SELECT salesPerson, department, totalSales,
       FIRST_VALUE(totalSales) OVER (PARTITION BY department ORDER BY totalSales DESC) AS topSalesInDept,
       totalSales - topSalesInDept AS diffFromTopPerformer
FROM SalesRecords;

-- In this query:
-- The FIRST_VALUE function finds the highest sales figure (top performer) in each department.
-- 'topSalesInDept' shows the sales figure of the top performer in the same department.
-- 'diffFromTopPerformer' shows the difference in sales between the salesperson and the top performer in their department.

-- Example Context:
-- For a sales manager, this analysis is useful for identifying the gap between top performers and other team members in each department.
-- This can help in setting targets, understanding training needs, and recognizing top performers.
-- It also allows for tailored strategies for each department based on their specific performance dynamics.

LAG

-- Step 1: Creating a table to store monthly sales data
CREATE TABLE IF NOT EXISTS MonthlySales (
    id INT,
    salesMonth DATE,
    totalSales INT
);

-- Step 2: Inserting records into the table
-- These records represent the total sales for each month in a given year
INSERT INTO MonthlySales (id, salesMonth, totalSales) VALUES
(1, '2021-01-01', 10000),
(2, '2021-02-01', 12000),
(3, '2021-03-01', 11000),
(4, '2021-04-01', 13000),
(5, '2021-05-01', 12500),
(6, '2021-06-01', 14000),
(7, '2021-07-01', 13500),
(8, '2021-08-01', 15000),
(9, '2021-09-01', 15500),
(10, '2021-10-01', 16000),
(11, '2021-11-01', 15000),
(12, '2021-12-01', 17000);

-- Step 3: Using the LAG function to compare current month's sales with the previous month
SELECT salesMonth, totalSales,
       LAG(totalSales, 1) OVER (ORDER BY salesMonth) AS previousMonthSales,
       totalSales - previousMonthSales AS salesDifference
FROM MonthlySales;

-- In this query:
-- LAG(totalSales, 1) retrieves the sales figure from the previous month.
-- 'previousMonthSales' shows the sales figure of the previous month.
-- 'salesDifference' shows the difference in sales between the current month and the previous month.

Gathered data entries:
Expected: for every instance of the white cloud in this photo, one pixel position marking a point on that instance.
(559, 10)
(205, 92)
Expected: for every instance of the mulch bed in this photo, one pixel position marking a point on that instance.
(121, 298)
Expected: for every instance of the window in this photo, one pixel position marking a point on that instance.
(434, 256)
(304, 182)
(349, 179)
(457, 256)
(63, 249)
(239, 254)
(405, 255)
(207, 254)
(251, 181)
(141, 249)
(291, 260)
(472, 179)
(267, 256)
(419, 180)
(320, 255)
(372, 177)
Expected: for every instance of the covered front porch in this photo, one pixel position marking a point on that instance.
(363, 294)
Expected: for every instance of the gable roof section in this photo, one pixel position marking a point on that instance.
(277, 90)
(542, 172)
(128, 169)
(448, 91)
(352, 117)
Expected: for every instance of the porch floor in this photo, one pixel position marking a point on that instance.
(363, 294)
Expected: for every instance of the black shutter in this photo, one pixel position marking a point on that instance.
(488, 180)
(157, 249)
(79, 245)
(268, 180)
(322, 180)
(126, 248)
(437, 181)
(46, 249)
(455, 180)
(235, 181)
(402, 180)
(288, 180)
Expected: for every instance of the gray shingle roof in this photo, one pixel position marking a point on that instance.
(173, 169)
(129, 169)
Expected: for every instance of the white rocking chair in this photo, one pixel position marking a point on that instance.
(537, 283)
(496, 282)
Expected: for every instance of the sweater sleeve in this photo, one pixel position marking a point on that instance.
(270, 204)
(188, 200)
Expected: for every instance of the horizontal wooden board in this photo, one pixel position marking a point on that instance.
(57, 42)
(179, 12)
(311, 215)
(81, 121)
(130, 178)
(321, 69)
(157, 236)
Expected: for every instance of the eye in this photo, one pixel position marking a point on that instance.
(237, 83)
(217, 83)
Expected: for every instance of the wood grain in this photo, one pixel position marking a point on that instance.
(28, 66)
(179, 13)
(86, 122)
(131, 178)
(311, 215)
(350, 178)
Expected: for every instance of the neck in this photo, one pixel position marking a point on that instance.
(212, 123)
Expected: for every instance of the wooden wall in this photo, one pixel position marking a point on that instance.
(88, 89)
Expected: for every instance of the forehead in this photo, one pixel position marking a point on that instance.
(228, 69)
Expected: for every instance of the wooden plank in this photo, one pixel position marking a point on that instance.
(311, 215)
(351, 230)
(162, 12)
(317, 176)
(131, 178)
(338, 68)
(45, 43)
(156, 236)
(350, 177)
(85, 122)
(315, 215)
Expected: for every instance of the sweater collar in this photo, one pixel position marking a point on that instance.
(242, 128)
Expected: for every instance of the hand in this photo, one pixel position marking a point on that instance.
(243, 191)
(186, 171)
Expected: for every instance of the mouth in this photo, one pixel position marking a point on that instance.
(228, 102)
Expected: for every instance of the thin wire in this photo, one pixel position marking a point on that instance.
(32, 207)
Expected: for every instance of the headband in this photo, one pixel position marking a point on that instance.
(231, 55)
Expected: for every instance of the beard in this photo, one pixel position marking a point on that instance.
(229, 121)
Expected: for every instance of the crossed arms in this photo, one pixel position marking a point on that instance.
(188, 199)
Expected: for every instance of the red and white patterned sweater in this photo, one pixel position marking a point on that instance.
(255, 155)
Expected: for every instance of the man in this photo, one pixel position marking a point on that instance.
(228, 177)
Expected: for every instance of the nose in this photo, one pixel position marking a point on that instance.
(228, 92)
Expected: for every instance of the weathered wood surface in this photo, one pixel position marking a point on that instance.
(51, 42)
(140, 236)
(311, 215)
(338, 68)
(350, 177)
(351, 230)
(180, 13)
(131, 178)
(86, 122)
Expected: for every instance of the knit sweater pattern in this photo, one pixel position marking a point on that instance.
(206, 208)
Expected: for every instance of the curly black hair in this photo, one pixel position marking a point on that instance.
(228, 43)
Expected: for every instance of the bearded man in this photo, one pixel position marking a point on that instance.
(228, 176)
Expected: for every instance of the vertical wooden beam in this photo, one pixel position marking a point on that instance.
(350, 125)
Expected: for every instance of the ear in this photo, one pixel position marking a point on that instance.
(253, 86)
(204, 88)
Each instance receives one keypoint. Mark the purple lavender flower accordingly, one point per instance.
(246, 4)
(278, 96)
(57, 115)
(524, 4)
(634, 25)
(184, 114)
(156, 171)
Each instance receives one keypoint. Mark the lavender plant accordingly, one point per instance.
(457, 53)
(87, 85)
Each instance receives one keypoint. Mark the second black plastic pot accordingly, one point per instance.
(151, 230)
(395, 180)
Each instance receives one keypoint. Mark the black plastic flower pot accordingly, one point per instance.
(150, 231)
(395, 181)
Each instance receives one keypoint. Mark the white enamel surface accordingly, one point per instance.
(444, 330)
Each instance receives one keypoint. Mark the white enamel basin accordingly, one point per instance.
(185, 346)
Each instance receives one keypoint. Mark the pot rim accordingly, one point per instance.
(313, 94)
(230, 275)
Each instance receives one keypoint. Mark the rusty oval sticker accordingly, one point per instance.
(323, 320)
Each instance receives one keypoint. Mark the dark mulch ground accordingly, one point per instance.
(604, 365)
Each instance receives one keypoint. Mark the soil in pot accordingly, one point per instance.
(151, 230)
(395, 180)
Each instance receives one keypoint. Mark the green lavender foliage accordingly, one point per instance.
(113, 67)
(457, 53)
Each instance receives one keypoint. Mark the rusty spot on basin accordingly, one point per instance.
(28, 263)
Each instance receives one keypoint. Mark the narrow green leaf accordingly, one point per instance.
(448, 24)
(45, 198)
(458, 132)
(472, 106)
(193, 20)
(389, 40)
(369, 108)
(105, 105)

● **Things to do**:
- a) In the SQL excerpt, what does LAG(totalSales, 1) retrieve?
- b) From the SQL excerpt, output the passage starting with "-- 'diffFromTopPerformer' shows" and going on through "members in each department.".
The lines have no connection to the SQL excerpt.

● **Solution list**:
- a) The sales figure from the previous month.

- b)
-- 'diffFromTopPerformer' shows the difference in sales between the salesperson and the top performer in their department.

-- Example Context:
-- For a sales manager, this analysis is useful for identifying the gap between top performers and other team members in each department.